[Stored entries]
------------------------------------------------

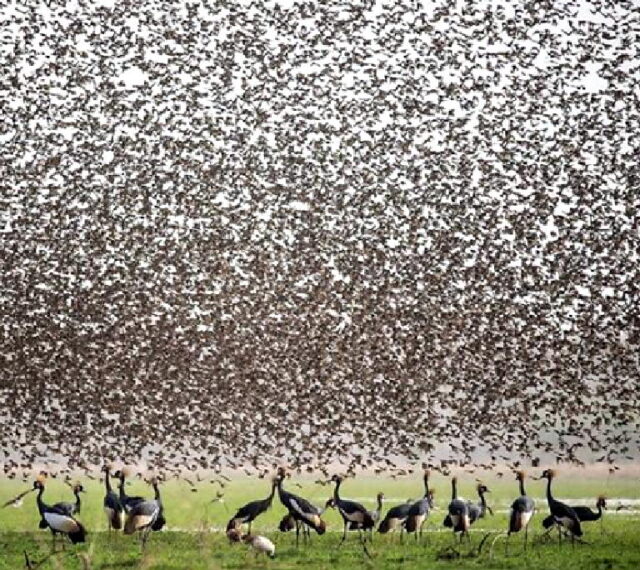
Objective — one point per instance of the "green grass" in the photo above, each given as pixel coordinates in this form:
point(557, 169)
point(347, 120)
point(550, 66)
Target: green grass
point(193, 540)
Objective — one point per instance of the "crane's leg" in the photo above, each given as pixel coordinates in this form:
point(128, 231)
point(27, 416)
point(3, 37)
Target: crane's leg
point(344, 534)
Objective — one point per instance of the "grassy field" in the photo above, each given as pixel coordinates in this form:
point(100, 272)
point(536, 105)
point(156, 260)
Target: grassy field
point(193, 539)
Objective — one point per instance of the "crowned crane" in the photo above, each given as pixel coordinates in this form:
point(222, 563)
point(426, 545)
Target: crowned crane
point(479, 511)
point(458, 516)
point(563, 515)
point(585, 514)
point(145, 516)
point(126, 501)
point(419, 510)
point(72, 508)
point(351, 511)
point(302, 511)
point(112, 506)
point(252, 510)
point(56, 519)
point(395, 518)
point(288, 523)
point(522, 509)
point(261, 544)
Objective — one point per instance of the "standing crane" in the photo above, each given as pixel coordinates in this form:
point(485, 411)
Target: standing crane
point(395, 518)
point(522, 510)
point(56, 519)
point(111, 504)
point(458, 516)
point(585, 514)
point(145, 516)
point(351, 511)
point(302, 511)
point(419, 511)
point(563, 515)
point(479, 511)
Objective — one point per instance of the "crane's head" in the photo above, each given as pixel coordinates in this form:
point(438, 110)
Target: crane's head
point(40, 481)
point(548, 474)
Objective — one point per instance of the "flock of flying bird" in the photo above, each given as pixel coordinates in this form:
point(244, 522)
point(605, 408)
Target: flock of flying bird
point(136, 514)
point(407, 228)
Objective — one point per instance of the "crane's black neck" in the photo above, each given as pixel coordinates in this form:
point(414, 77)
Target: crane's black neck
point(550, 498)
point(41, 505)
point(107, 482)
point(483, 502)
point(123, 496)
point(522, 491)
point(273, 491)
point(336, 491)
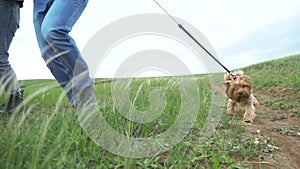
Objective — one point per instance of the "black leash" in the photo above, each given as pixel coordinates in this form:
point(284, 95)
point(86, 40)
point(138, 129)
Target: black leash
point(191, 36)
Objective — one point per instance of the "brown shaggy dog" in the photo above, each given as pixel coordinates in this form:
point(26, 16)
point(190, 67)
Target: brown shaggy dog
point(239, 92)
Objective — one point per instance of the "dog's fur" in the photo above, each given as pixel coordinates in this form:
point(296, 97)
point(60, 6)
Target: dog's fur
point(239, 92)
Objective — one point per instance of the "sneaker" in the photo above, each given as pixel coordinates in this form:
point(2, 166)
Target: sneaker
point(15, 102)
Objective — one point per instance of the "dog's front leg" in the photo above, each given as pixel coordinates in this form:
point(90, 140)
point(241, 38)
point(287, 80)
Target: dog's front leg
point(230, 107)
point(249, 114)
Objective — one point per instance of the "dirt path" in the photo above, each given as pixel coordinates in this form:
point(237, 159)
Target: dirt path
point(282, 126)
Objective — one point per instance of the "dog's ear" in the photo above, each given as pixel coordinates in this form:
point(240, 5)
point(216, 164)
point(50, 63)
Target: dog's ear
point(227, 84)
point(227, 77)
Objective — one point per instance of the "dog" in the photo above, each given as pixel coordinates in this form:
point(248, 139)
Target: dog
point(239, 92)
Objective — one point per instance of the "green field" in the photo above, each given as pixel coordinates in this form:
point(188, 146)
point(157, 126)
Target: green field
point(48, 135)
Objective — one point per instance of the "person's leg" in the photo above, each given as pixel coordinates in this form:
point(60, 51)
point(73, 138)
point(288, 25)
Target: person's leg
point(56, 67)
point(9, 23)
point(61, 15)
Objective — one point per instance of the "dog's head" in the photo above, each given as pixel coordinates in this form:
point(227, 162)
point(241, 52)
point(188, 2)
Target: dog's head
point(238, 89)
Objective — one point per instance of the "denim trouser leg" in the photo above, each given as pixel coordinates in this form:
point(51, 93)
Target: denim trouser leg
point(53, 20)
point(9, 23)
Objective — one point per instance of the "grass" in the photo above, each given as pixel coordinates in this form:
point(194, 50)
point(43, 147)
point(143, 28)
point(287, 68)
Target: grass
point(48, 135)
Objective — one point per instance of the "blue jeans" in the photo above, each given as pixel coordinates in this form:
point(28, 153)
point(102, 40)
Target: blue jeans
point(9, 23)
point(53, 20)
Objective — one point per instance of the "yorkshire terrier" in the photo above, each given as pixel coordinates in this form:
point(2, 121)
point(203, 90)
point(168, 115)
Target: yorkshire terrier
point(239, 92)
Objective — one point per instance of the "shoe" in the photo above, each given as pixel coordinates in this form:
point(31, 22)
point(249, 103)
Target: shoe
point(15, 102)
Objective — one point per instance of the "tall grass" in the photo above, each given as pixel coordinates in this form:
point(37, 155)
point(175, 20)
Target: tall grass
point(47, 133)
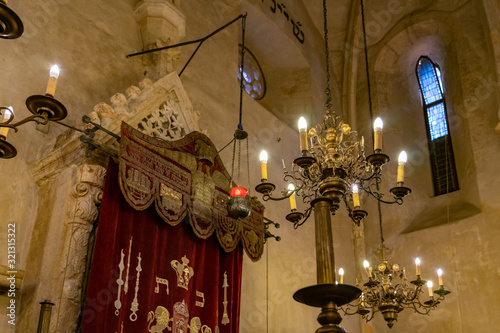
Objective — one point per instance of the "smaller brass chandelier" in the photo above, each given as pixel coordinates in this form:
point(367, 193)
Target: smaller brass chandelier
point(44, 108)
point(11, 26)
point(389, 292)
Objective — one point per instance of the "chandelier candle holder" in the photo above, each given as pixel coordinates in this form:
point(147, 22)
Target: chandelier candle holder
point(11, 26)
point(388, 291)
point(44, 108)
point(332, 162)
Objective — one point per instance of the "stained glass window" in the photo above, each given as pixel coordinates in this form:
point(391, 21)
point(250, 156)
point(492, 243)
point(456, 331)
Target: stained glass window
point(253, 79)
point(444, 173)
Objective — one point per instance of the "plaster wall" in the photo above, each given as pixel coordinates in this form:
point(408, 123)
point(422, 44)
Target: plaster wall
point(455, 231)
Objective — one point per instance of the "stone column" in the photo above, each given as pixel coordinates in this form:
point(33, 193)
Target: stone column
point(325, 260)
point(70, 187)
point(87, 194)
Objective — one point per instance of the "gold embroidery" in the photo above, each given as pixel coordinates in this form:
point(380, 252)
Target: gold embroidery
point(181, 315)
point(184, 272)
point(225, 317)
point(138, 181)
point(135, 303)
point(162, 317)
point(119, 281)
point(170, 198)
point(202, 295)
point(125, 288)
point(195, 326)
point(161, 281)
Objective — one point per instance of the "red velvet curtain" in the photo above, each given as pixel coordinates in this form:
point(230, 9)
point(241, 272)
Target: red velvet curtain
point(148, 276)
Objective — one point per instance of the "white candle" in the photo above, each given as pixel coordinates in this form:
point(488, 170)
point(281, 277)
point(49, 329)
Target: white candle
point(355, 196)
point(429, 287)
point(377, 134)
point(303, 133)
point(51, 85)
point(263, 166)
point(7, 113)
point(440, 277)
point(293, 203)
point(366, 265)
point(401, 166)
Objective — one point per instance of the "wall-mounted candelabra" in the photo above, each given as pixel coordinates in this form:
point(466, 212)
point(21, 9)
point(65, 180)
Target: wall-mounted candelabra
point(11, 26)
point(388, 290)
point(44, 108)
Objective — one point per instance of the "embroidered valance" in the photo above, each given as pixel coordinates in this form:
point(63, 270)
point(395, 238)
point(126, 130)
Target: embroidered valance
point(186, 177)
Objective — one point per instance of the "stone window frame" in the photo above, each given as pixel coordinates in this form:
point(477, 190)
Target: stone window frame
point(250, 62)
point(444, 171)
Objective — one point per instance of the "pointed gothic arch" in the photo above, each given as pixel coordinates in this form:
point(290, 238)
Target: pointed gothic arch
point(444, 171)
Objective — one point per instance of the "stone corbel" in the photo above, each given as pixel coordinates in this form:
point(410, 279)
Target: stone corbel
point(161, 24)
point(87, 195)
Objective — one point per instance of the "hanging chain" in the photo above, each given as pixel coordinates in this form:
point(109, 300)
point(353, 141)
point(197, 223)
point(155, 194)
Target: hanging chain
point(371, 115)
point(248, 169)
point(243, 21)
point(328, 91)
point(366, 63)
point(239, 159)
point(232, 165)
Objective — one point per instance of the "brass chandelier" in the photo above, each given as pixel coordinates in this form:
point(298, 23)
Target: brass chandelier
point(389, 292)
point(333, 167)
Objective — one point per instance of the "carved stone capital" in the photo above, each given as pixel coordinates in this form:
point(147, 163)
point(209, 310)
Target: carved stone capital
point(88, 193)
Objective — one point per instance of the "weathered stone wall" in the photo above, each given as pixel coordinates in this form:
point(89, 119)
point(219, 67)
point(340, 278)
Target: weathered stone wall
point(89, 41)
point(455, 231)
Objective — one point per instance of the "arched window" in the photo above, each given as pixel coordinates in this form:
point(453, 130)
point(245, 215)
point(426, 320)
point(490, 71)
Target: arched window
point(253, 78)
point(444, 172)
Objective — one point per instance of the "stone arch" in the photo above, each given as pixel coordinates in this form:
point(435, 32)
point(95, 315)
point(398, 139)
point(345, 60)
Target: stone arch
point(397, 98)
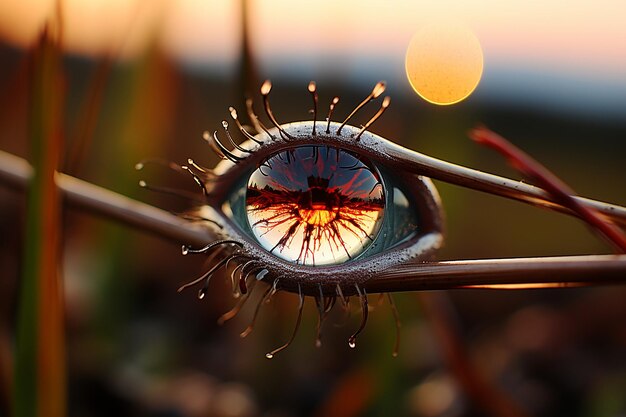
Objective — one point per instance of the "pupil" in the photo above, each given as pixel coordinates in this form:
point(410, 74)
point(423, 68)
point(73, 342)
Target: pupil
point(315, 205)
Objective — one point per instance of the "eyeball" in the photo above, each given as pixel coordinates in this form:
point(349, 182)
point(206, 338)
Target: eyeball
point(315, 205)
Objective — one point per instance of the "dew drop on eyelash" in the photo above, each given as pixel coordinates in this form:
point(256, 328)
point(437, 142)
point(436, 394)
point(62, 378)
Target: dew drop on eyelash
point(315, 205)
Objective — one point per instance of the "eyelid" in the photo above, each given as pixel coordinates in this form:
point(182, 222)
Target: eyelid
point(310, 279)
point(386, 152)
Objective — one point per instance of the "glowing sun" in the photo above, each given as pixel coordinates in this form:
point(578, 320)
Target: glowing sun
point(444, 63)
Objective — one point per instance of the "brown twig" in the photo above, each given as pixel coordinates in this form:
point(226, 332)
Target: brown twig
point(583, 270)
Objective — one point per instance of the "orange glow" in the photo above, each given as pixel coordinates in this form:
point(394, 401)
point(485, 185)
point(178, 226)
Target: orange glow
point(318, 216)
point(580, 35)
point(444, 63)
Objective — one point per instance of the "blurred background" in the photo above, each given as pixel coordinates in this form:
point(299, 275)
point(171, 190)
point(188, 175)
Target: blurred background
point(145, 78)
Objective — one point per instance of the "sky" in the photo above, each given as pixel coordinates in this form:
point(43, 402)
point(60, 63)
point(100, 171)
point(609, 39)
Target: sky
point(569, 51)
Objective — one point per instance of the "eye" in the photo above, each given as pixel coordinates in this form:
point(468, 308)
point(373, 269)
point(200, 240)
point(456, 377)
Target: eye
point(328, 210)
point(313, 207)
point(316, 205)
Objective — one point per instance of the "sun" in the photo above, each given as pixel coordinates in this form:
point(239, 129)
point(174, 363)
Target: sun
point(444, 62)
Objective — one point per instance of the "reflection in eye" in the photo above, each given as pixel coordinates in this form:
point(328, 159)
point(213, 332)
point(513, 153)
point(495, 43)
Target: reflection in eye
point(325, 209)
point(315, 205)
point(313, 208)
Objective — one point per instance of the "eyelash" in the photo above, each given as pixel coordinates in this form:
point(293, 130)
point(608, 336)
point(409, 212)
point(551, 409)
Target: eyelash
point(326, 284)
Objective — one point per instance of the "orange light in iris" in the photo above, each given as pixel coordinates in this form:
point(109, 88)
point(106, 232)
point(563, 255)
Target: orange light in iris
point(315, 205)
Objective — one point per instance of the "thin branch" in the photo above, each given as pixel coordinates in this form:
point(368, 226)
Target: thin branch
point(16, 173)
point(580, 270)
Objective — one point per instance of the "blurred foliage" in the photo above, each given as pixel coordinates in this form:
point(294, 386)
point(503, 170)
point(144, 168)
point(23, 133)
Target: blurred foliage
point(136, 347)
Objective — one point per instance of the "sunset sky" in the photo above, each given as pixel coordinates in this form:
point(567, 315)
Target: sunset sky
point(575, 48)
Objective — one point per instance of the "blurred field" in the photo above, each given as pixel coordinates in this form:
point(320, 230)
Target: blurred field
point(136, 347)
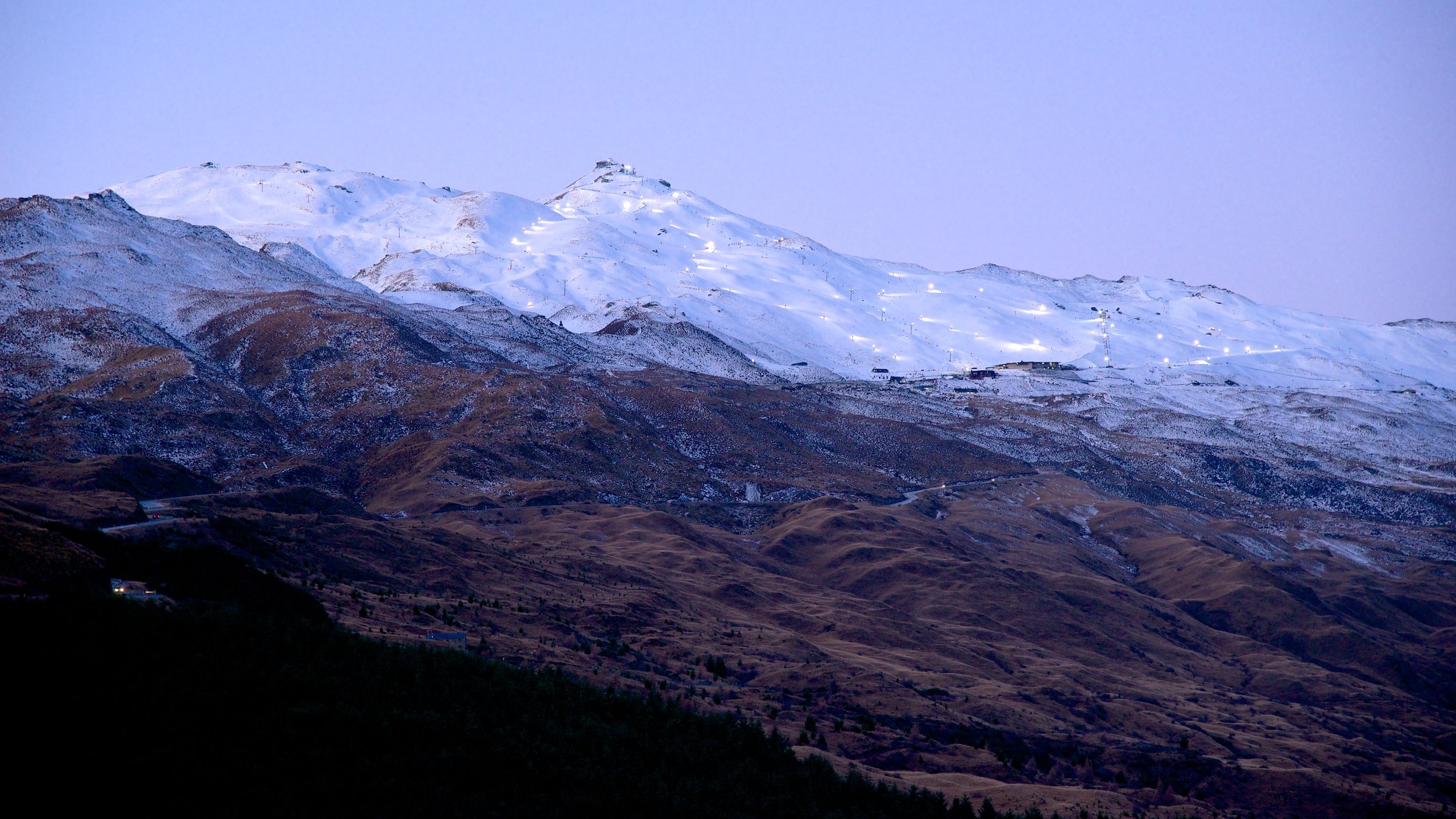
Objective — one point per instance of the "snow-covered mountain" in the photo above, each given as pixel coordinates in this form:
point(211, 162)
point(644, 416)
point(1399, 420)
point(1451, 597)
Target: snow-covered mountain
point(617, 241)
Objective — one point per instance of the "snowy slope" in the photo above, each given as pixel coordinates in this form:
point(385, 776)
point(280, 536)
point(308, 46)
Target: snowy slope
point(615, 242)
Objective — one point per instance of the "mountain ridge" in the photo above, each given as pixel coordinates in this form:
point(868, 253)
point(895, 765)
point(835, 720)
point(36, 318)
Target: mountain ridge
point(615, 239)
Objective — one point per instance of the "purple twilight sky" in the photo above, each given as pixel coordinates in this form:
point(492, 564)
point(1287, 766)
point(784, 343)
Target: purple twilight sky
point(1301, 154)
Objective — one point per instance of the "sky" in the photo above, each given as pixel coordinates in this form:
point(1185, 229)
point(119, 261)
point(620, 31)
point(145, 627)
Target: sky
point(1299, 154)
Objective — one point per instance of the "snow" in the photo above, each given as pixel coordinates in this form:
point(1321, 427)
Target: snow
point(617, 242)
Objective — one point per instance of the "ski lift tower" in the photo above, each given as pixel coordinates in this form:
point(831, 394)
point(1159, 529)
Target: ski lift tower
point(1104, 318)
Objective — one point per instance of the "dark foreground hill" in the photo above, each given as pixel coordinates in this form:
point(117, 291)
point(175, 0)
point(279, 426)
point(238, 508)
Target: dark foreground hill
point(254, 703)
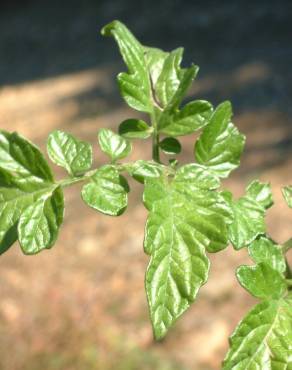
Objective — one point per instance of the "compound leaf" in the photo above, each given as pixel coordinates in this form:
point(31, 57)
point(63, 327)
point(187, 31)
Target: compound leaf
point(135, 86)
point(185, 219)
point(262, 281)
point(189, 119)
point(249, 220)
point(265, 250)
point(107, 191)
point(68, 152)
point(39, 224)
point(134, 129)
point(263, 338)
point(115, 146)
point(220, 144)
point(24, 177)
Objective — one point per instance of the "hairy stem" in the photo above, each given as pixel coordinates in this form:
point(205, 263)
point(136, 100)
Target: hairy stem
point(74, 180)
point(155, 139)
point(287, 245)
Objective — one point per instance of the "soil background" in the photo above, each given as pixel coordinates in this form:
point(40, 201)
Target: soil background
point(81, 305)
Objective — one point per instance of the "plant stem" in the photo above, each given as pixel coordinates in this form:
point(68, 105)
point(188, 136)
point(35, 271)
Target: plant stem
point(74, 180)
point(155, 139)
point(287, 245)
point(288, 270)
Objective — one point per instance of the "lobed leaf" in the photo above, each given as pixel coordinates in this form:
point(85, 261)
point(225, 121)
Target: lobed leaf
point(106, 192)
point(113, 145)
point(220, 145)
point(68, 152)
point(265, 250)
point(170, 78)
point(134, 129)
point(262, 281)
point(39, 224)
point(189, 119)
point(261, 193)
point(170, 145)
point(249, 219)
point(154, 59)
point(263, 338)
point(23, 159)
point(25, 179)
point(134, 86)
point(181, 226)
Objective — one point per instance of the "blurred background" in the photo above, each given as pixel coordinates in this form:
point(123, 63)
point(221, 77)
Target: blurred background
point(82, 306)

------------------------------------------------

From the line that has "point(240, 5)" through the line that has "point(102, 40)", copy every line exactly as it appears above, and leave out all others.

Answer area »
point(240, 5)
point(216, 164)
point(50, 63)
Target: dog's ear
point(227, 84)
point(227, 77)
Objective — one point per instance of the "dog" in the photo above, each given as pixel coordinates in this form:
point(248, 139)
Target: dog
point(239, 92)
Objective — one point per instance of the "green field" in the photo above, each given as pixel coordinates in this form:
point(188, 146)
point(157, 126)
Target: green field
point(48, 135)
Objective — one point per instance of the "person's leg" in the photo above, each given as pixel coordinates in this form:
point(60, 51)
point(73, 138)
point(288, 25)
Target: person's leg
point(56, 67)
point(9, 23)
point(61, 15)
Objective — one point per instance of the "dog's head" in the photo above, each given as pixel coordinates in this form:
point(227, 162)
point(241, 52)
point(188, 2)
Target: dog's head
point(238, 89)
Objective — one point per instance of the "denim trouser leg" in the photo above, each given as pixel coordinates in this form:
point(51, 93)
Target: denim trouser leg
point(53, 20)
point(9, 23)
Objective — one point per instance of the "grass" in the photo above, each given as pixel coordinates in this form:
point(194, 50)
point(43, 147)
point(143, 28)
point(287, 68)
Target: grass
point(48, 135)
Objective — one point per instance of the "blue jeans" in the photo above, each given as pixel coordinates in this form:
point(28, 153)
point(102, 40)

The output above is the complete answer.